What needs to be done: Please reproduce the stretch of items from the line containing "boxes for blue tarpaulin canopy?" through the end of the items, swapping "canopy" for "awning" and leaving everything else as it is.

****************

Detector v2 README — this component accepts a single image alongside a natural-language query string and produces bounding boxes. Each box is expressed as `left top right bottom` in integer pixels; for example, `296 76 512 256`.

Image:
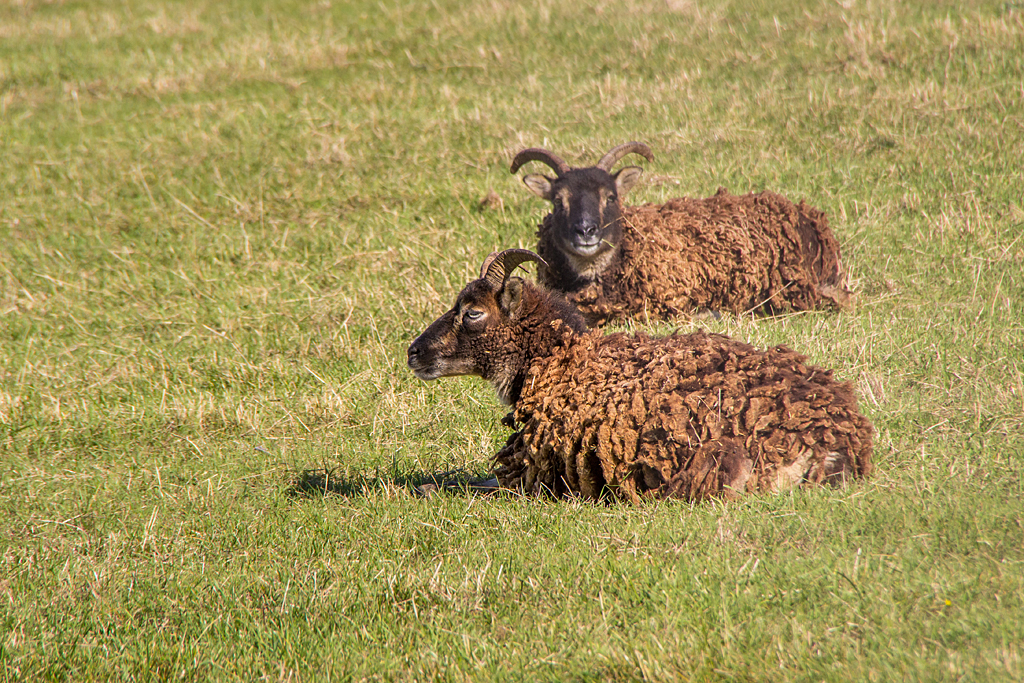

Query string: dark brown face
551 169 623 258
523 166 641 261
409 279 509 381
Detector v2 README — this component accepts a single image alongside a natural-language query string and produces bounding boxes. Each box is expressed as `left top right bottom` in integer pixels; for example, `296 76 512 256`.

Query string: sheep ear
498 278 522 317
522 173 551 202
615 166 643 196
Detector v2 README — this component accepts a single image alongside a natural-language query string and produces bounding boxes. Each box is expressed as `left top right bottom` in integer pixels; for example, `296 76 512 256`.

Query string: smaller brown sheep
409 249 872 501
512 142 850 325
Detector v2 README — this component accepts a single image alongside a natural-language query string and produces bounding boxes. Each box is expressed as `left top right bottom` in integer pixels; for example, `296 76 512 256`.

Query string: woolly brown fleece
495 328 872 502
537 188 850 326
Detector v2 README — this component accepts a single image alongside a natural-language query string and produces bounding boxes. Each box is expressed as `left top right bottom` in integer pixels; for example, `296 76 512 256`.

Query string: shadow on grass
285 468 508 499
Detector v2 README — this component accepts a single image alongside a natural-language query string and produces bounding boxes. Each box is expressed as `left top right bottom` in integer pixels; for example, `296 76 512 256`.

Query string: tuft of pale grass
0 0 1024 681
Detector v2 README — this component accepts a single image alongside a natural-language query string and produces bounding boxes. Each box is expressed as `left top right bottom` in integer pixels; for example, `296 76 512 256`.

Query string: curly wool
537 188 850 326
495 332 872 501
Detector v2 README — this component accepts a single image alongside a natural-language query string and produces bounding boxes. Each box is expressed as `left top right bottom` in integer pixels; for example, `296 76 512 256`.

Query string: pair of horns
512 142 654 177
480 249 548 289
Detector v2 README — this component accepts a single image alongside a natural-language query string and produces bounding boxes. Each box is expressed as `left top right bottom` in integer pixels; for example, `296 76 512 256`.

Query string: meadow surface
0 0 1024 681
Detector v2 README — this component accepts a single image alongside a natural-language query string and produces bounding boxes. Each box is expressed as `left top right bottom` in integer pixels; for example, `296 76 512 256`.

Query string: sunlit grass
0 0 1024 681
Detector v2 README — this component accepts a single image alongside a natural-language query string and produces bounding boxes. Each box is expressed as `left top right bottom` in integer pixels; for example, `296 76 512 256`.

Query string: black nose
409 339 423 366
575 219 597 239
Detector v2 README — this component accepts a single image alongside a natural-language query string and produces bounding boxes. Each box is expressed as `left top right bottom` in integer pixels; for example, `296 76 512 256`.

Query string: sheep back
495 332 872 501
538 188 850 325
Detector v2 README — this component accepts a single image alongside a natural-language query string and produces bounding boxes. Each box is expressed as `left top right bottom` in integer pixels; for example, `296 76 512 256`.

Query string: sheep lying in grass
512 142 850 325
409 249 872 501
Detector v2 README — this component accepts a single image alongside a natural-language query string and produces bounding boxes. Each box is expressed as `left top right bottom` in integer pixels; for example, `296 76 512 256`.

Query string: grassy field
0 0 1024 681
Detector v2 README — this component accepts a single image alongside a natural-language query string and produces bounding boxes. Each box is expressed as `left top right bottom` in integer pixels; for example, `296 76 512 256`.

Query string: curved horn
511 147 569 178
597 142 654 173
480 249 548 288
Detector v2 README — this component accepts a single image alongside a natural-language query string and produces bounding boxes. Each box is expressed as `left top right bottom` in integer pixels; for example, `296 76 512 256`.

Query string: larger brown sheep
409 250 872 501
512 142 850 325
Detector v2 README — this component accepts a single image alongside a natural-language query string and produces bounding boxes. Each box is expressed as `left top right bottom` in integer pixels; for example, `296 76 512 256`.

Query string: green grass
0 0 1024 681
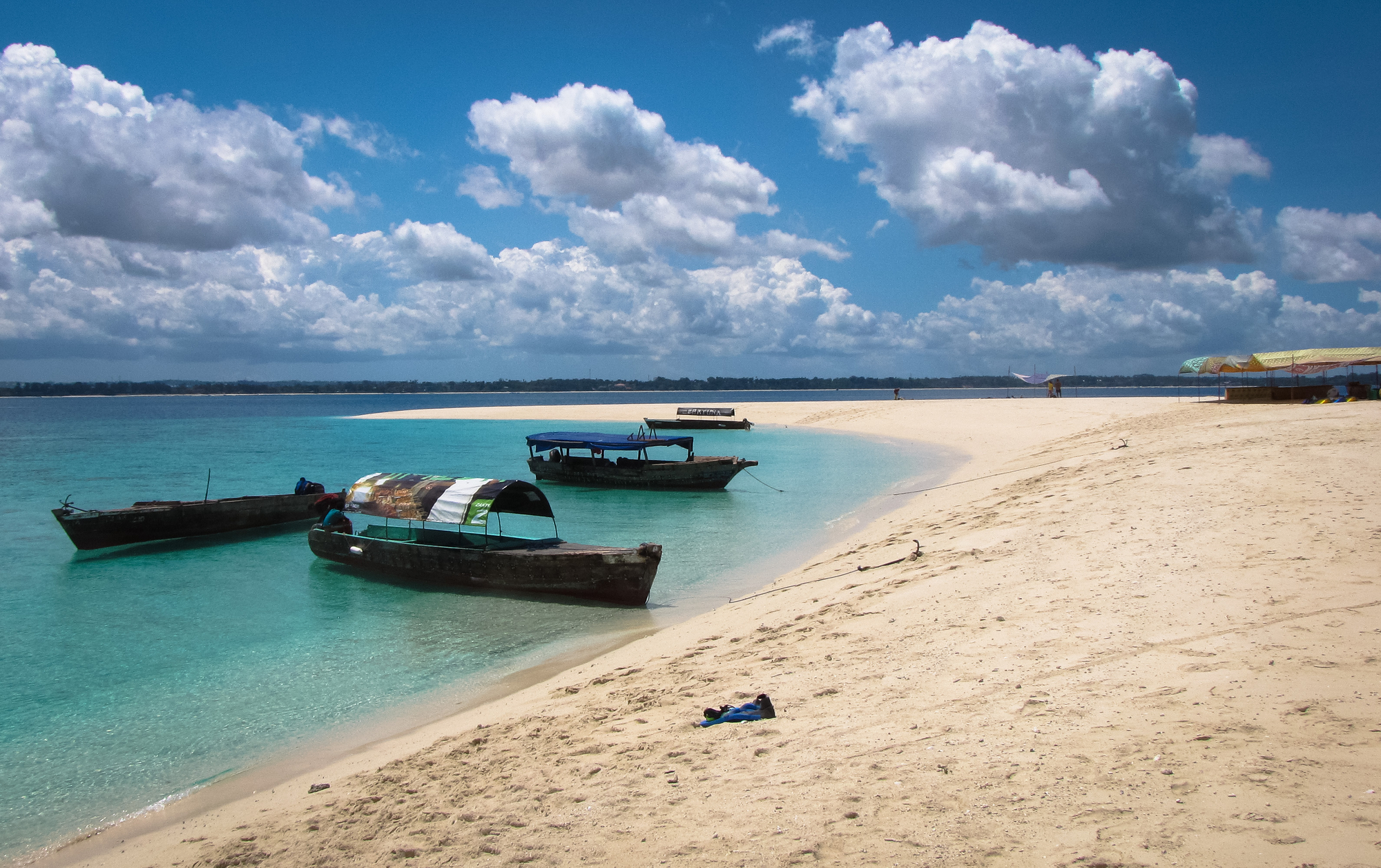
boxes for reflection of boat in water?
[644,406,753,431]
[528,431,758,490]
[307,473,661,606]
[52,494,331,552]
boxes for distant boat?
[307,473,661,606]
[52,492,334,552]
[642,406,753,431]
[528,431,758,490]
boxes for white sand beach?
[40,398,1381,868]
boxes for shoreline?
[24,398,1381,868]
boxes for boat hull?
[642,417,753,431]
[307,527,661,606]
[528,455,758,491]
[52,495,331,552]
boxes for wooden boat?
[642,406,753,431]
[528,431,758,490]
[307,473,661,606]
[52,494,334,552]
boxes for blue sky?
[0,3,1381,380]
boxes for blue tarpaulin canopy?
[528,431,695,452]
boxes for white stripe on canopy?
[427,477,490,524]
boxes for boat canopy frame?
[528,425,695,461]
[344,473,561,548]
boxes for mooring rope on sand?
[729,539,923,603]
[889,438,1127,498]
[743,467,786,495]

****************

Response to the exercise:
boxes for blue tarpaulin awning?
[528,431,695,452]
boxes for white stripe on awning?
[427,477,490,524]
boxes for boat awning frame?
[528,425,695,461]
[344,473,561,548]
boxes for mooring rope on sand?
[729,539,923,603]
[889,438,1127,498]
[743,467,786,495]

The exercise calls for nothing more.